┏━━

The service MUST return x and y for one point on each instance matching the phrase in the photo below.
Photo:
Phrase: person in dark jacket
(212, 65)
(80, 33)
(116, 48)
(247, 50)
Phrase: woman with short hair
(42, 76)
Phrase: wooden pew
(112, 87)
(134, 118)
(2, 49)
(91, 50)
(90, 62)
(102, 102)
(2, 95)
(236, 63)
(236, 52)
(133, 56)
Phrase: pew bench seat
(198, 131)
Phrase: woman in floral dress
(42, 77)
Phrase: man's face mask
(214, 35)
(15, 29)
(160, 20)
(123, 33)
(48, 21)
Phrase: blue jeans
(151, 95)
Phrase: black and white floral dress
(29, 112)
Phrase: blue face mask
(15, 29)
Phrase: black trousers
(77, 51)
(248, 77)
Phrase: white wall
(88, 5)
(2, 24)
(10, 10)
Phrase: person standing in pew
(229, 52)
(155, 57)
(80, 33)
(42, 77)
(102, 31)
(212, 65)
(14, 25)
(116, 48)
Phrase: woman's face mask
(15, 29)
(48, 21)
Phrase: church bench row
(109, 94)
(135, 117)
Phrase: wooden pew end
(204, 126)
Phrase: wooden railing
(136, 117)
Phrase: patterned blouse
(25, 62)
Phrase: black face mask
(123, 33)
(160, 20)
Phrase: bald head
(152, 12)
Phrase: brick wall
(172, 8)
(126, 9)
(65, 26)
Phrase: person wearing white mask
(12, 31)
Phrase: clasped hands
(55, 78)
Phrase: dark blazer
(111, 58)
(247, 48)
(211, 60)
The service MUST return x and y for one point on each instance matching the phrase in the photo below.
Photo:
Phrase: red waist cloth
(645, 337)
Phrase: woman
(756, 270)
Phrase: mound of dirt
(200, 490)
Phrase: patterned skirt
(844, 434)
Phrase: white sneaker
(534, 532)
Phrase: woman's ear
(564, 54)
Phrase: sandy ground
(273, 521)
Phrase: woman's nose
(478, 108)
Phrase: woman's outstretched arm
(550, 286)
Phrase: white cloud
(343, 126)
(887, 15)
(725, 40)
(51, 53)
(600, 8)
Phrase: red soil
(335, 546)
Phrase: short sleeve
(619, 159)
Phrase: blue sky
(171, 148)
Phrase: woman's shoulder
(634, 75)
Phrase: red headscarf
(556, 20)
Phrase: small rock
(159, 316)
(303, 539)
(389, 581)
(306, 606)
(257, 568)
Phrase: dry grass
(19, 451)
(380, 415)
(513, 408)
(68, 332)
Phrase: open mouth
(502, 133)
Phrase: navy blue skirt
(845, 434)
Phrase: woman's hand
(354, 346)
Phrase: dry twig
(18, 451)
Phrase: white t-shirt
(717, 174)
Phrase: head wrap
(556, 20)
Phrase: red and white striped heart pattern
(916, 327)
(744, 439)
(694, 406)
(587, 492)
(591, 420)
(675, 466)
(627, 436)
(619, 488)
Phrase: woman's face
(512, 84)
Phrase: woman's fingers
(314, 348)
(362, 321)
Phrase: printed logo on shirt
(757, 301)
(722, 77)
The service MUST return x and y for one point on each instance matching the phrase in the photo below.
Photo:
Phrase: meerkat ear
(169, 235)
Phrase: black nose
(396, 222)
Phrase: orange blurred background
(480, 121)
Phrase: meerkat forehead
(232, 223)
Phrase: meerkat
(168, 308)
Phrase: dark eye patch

┗━━

[TASK REQUIREMENTS] Could you copy out all of the data above with "service" renamed to "system" everywhere, leaving everything else untouched?

[FINAL ANSWER]
The system MUST return x and y for one point on each instance matching the phrase in the photo below.
Photo:
Phrase: person in dark jacket
(212, 65)
(80, 33)
(116, 48)
(247, 50)
Phrase: woman with short hair
(42, 76)
Phrase: wooden pew
(112, 87)
(134, 118)
(2, 49)
(91, 50)
(90, 62)
(102, 102)
(2, 95)
(236, 63)
(236, 52)
(133, 56)
Phrase: pew bench seat
(198, 131)
Phrase: woman in floral dress
(42, 77)
Phrase: man's face mask
(214, 35)
(15, 29)
(160, 20)
(123, 33)
(48, 21)
Phrase: blue jeans
(151, 95)
Phrase: black and white floral dress
(29, 112)
Phrase: blue face mask
(15, 29)
Phrase: black trousers
(77, 51)
(248, 77)
Phrase: white wall
(88, 5)
(2, 24)
(10, 10)
Phrase: person standing in pew
(229, 52)
(155, 57)
(80, 33)
(42, 77)
(102, 31)
(212, 65)
(14, 25)
(116, 48)
Phrase: woman's face mask
(15, 29)
(48, 21)
Phrase: church bench row
(109, 94)
(135, 117)
Phrase: wooden pew end
(204, 126)
Phrase: wooden railing
(136, 117)
Phrase: patterned blouse
(25, 62)
Phrase: black face mask
(123, 33)
(160, 20)
Phrase: bald head
(152, 12)
Phrase: brick wall
(172, 8)
(126, 9)
(65, 26)
Phrase: person wearing white mask
(12, 31)
Phrase: clasped hands
(55, 78)
Phrase: dark blazer
(111, 58)
(247, 48)
(211, 60)
The system MUST return x and y for one point on each instance matching the phrase in the photo below.
Photo:
Phrase: red waist cloth
(645, 337)
Phrase: woman
(756, 270)
Phrase: mound of dirt
(200, 490)
Phrase: patterned skirt
(844, 434)
Phrase: white sneaker
(534, 532)
Phrase: woman's ear
(564, 54)
Phrase: sandy ground
(273, 521)
Phrase: woman's nose
(478, 108)
Phrase: woman's outstretched arm
(550, 286)
Phrase: white cloud
(343, 126)
(887, 15)
(725, 40)
(51, 53)
(600, 8)
Phrase: red soil
(335, 546)
Phrase: short sleeve
(619, 159)
Phrase: blue sky
(171, 148)
Phrase: woman's shoulder
(634, 75)
Phrase: red headscarf
(556, 20)
Phrase: small rock
(159, 316)
(303, 539)
(389, 581)
(306, 606)
(257, 568)
Phrase: dry grass
(19, 451)
(380, 415)
(513, 408)
(68, 332)
Phrase: open mouth
(502, 133)
Phrase: navy blue skirt
(845, 434)
Phrase: woman's hand
(354, 346)
Phrase: dry twig
(18, 451)
Phrase: white t-shirt
(717, 174)
Phrase: head wrap
(556, 20)
Phrase: red and white striped heart pattern
(916, 327)
(744, 439)
(694, 406)
(587, 492)
(591, 420)
(675, 466)
(627, 436)
(619, 488)
Phrase: woman's face
(512, 84)
Phrase: woman's fingers
(314, 348)
(362, 321)
Phrase: printed logo on shirt
(757, 301)
(722, 77)
The system MUST return x and y for one point on each instance matching the phrase in the photo below.
Photo:
Phrase: meerkat ear
(169, 235)
Phrase: black nose
(396, 222)
Phrase: orange blurred background
(480, 121)
Phrase: meerkat forehead
(232, 223)
Phrase: meerkat
(168, 308)
Phrase: dark eye patch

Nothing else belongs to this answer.